PROVIDED ENTRIES:

━━━━━━━━━━━━━━━━

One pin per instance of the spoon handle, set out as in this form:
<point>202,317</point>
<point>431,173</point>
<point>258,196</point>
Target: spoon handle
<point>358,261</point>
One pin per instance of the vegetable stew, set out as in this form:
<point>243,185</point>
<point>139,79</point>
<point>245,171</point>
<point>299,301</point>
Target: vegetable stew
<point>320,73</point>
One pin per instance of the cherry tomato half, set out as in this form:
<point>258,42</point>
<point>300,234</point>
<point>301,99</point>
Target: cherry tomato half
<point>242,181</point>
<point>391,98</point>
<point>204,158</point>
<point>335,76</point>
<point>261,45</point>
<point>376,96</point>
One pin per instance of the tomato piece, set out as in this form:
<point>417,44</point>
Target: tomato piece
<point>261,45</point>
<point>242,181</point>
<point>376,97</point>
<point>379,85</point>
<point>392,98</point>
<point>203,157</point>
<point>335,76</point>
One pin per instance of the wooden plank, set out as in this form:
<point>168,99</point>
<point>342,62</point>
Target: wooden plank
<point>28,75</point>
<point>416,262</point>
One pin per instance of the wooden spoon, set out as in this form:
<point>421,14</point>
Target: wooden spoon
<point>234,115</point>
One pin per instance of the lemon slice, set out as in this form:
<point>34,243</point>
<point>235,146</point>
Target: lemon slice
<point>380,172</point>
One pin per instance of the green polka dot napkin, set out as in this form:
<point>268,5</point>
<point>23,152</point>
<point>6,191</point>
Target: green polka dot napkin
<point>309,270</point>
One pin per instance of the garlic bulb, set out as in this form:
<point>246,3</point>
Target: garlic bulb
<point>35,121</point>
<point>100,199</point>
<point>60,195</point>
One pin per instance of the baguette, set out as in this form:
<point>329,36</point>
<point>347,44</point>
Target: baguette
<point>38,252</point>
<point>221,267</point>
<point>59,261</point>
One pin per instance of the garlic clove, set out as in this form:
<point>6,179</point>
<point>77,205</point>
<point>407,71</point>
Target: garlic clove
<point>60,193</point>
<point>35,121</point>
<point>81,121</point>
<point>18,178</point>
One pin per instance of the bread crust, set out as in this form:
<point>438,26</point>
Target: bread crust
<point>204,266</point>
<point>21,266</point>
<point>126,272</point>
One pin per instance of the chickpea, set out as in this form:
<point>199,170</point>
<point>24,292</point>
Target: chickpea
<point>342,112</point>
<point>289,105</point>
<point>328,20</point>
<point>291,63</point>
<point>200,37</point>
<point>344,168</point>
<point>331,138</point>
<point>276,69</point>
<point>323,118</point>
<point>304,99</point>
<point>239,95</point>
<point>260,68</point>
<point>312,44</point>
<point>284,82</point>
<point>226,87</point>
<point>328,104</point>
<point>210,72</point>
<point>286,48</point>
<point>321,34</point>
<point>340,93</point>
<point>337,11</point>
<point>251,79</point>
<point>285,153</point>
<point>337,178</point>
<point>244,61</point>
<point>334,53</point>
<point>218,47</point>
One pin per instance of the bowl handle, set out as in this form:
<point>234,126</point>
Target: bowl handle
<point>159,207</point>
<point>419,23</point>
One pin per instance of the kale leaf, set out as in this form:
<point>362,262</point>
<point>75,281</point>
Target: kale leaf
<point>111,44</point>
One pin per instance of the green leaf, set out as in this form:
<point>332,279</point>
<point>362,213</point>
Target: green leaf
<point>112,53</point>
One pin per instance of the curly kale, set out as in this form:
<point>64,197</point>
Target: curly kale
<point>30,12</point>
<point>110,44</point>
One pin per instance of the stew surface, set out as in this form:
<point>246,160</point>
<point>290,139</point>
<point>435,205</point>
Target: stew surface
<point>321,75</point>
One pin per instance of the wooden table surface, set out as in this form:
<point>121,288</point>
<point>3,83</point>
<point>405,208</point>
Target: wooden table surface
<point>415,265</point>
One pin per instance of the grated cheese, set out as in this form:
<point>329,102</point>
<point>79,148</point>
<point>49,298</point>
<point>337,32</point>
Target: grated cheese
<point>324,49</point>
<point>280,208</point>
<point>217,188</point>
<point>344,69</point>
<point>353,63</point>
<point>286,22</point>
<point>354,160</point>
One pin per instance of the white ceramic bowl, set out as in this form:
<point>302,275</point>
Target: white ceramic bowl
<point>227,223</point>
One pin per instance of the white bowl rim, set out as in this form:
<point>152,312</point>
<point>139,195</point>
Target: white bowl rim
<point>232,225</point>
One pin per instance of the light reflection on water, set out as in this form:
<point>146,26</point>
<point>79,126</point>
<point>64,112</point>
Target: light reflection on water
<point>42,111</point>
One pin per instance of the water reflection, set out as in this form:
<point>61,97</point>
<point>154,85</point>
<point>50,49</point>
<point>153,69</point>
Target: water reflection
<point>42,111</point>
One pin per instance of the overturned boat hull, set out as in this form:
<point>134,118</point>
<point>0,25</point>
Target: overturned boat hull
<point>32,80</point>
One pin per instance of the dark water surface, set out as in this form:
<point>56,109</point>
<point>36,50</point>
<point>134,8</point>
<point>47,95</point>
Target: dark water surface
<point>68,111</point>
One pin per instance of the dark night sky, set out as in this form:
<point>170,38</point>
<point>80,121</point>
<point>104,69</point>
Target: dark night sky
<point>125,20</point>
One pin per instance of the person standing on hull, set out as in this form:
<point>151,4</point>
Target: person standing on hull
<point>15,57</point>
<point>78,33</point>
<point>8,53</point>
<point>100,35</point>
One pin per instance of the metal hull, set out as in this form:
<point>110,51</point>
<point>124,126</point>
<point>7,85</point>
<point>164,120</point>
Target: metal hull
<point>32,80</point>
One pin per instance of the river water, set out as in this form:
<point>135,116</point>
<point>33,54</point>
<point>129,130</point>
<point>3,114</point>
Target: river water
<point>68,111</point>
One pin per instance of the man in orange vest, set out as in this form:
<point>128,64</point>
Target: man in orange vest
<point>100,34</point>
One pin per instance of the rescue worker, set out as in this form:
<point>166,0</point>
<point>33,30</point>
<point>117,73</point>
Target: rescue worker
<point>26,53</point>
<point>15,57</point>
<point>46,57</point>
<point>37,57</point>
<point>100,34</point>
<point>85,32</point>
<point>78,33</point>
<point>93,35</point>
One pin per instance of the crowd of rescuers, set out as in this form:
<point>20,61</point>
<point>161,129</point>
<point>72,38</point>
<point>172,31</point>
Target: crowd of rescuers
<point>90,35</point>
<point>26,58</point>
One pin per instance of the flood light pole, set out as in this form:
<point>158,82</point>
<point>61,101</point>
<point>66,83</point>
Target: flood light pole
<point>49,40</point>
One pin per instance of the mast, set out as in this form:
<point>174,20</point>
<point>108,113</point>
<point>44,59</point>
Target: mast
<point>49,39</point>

━━━━━━━━━━━━━━━━

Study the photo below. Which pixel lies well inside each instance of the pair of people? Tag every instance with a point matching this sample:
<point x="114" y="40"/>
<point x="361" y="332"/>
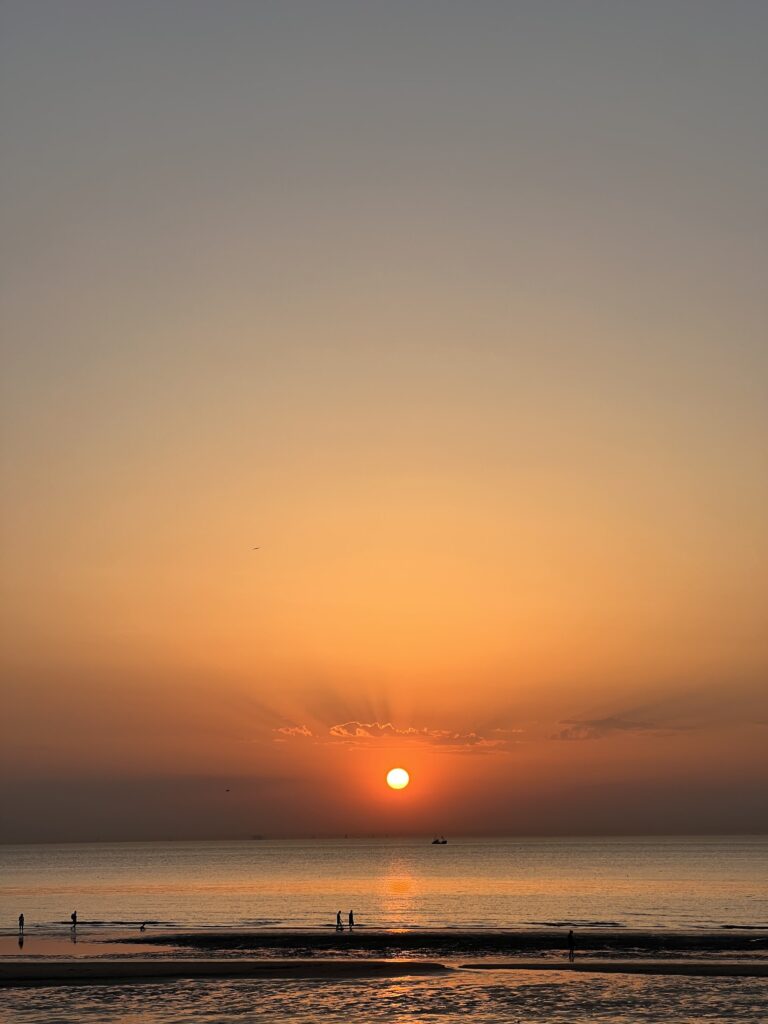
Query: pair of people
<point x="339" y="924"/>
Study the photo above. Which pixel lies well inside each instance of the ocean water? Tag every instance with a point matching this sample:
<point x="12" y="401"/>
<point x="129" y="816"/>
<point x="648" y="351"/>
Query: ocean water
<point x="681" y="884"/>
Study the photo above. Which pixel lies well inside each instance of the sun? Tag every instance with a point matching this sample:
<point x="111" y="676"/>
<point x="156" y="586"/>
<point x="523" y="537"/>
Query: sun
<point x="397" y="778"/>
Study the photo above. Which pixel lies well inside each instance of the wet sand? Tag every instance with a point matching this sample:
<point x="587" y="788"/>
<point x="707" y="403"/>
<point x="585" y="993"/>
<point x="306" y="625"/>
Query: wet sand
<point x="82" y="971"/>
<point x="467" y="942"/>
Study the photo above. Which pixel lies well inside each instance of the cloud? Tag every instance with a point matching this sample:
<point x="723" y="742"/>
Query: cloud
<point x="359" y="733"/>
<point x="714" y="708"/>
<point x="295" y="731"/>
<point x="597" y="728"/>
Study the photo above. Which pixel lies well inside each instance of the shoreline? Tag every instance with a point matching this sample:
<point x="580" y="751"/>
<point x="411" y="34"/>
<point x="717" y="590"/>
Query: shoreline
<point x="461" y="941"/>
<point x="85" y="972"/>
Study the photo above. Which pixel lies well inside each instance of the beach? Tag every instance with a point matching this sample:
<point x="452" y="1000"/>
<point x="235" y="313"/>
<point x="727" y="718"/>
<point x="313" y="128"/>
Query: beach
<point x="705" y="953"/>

━━━━━━━━━━━━━━━━

DESCRIPTION OF THE TASK:
Copy out the material above word for word, covering the stretch from the line containing "One pin per instance of the dark night" through the line containing "<point>100,35</point>", both lines included.

EXPECTED OUTPUT:
One pin per instance of the dark night sky, set out as in this form:
<point>170,38</point>
<point>80,121</point>
<point>104,69</point>
Target: dark night sky
<point>125,20</point>
One pin per instance of the person standing on hull, set out as in this form:
<point>151,4</point>
Target: person standing on hull
<point>15,57</point>
<point>78,33</point>
<point>8,53</point>
<point>100,35</point>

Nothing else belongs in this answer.